» Stated task: Output the passage of the text below about the Original Farmers’ Market word for word, from "Seafood Stand at" up to and including "toward young hipsters.".

» Document excerpt:
Farmers and Hipsters

Seafood Stand at the Old Farmers’ Market

Originally, there was the Original Farmers’ Market at Third and Fairfax. Even on the hottest days, it is a cool, shaded place with dozens of good restaurants and interesting stores. Naturally, this being Los Angeles, the real estate developers couldn’t leave well enough alone. Adjacent to the old market sprang up The Grove, consisting primarily of chains oriented toward young hipsters.

In the original market, I can take a book or Kindle and sit down for hours reading without being bothered. Oh, I buy lunch there, and maybe have a cup of tea when I arrive—and maybe even some snacks to take home.

At The Grove, there is no place to sit and read. After all, hipsters don’t read. It’s just not cool enough.

Hipster Duds at The Grove (Yawn!)

Fortunately, the presence of The Grove has not killed the Original Farmers’ Market. It’s still a major tourist attraction. So is The Grove, for that matter. Both are full of people taking selfies. I think that if The Grove swallowed the old market, people would protest loud and long. Also, I have a sneaking feeling that The Grove may require several re-designs as the new hipsters replace the old. The Farmers’ Market, on the other hand, should be preserved exactly as it is.

Today at the market, I finished reading the first volume of Sigrid Undset’s Kristin Lavransdatter and then started in with Elena Ferrante’s My Brilliant Friend. Plus I had two great vegetarian tacos at The Lotería, one with nopalitos (marinated prickly pear cactus) and potatoes with poblano chiles. With it, I had a delicious watermelon agua fresca.

 

NYRB

Currently My Favorite Publisher

I have always played favorites with particular publishers. When I was in high school and hung around at Schroeder’s Books on Public Square in Cleveland, I was enthralled by the New Directions paperbacks. As I went to college and for years afterwards, I was particularly interested in Penguin Books (though I have been disappointed in how poorly they age). Then, for a while I collected the pocket sized hardback Oxford World Classics. Now, I find myself quite addicted to New York Review Books.

» Recorded data:
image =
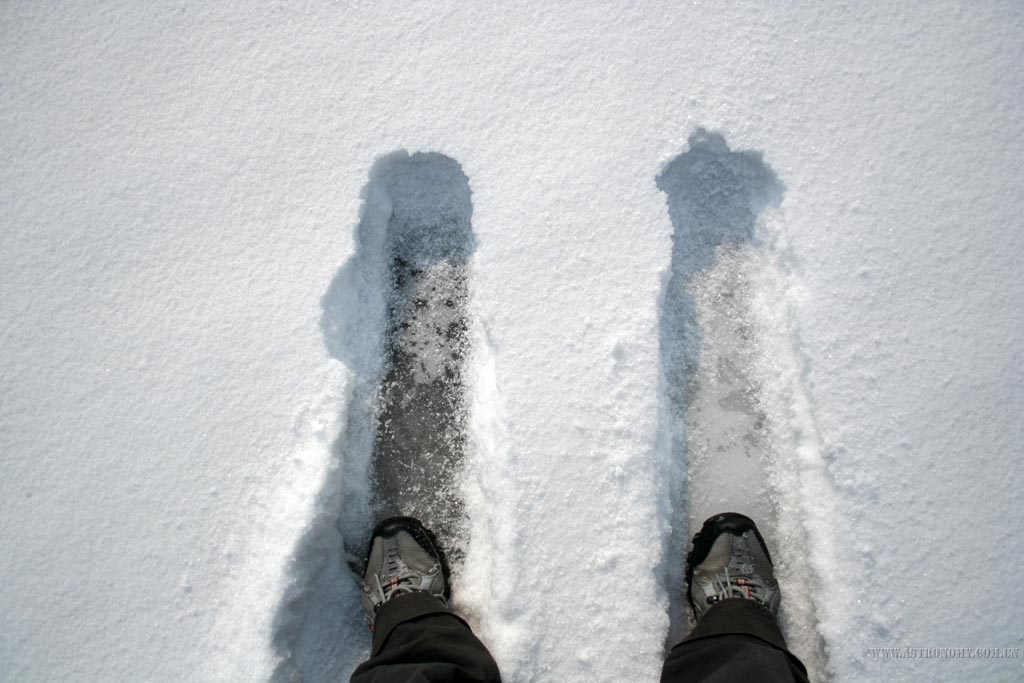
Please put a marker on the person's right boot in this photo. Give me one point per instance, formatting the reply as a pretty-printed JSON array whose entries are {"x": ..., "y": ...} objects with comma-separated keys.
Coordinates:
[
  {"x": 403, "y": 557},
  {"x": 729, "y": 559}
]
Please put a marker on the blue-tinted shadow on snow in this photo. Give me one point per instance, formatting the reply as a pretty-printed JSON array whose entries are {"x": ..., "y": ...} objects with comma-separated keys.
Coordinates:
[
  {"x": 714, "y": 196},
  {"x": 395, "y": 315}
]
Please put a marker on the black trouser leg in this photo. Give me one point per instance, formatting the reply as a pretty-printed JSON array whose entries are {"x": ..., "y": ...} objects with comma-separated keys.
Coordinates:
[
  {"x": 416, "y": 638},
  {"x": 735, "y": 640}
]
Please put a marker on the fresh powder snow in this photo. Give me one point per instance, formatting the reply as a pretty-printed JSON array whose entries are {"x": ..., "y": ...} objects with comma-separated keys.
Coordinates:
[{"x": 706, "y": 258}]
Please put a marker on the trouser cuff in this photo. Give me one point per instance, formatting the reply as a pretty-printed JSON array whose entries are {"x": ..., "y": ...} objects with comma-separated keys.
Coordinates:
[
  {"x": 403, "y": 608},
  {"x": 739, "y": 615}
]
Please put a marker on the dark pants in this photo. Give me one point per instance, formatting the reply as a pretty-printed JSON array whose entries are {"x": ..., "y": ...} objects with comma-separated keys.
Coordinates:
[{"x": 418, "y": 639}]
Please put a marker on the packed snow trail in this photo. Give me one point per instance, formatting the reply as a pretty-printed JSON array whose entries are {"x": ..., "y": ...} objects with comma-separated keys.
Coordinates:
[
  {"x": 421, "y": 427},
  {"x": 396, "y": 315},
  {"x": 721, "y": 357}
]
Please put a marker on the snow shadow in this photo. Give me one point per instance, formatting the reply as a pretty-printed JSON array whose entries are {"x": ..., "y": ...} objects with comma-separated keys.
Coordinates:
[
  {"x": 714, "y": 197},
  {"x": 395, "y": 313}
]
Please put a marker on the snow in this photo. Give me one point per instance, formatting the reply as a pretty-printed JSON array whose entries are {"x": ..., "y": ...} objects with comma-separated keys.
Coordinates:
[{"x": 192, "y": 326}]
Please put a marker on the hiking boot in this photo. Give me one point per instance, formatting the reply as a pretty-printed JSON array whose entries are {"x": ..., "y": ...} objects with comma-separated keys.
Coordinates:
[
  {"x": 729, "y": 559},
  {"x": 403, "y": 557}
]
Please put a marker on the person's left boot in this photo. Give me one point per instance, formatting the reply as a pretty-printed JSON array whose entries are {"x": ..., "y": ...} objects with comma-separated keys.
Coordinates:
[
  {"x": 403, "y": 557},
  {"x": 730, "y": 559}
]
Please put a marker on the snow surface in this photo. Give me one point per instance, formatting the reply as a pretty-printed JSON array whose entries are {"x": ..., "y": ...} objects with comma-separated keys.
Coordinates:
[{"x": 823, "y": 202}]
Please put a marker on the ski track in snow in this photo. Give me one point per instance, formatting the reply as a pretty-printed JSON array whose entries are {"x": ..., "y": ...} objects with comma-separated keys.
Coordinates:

» Expected answer:
Seafood Stand at the Old Farmers’ Market

Originally, there was the Original Farmers’ Market at Third and Fairfax. Even on the hottest days, it is a cool, shaded place with dozens of good restaurants and interesting stores. Naturally, this being Los Angeles, the real estate developers couldn’t leave well enough alone. Adjacent to the old market sprang up The Grove, consisting primarily of chains oriented toward young hipsters.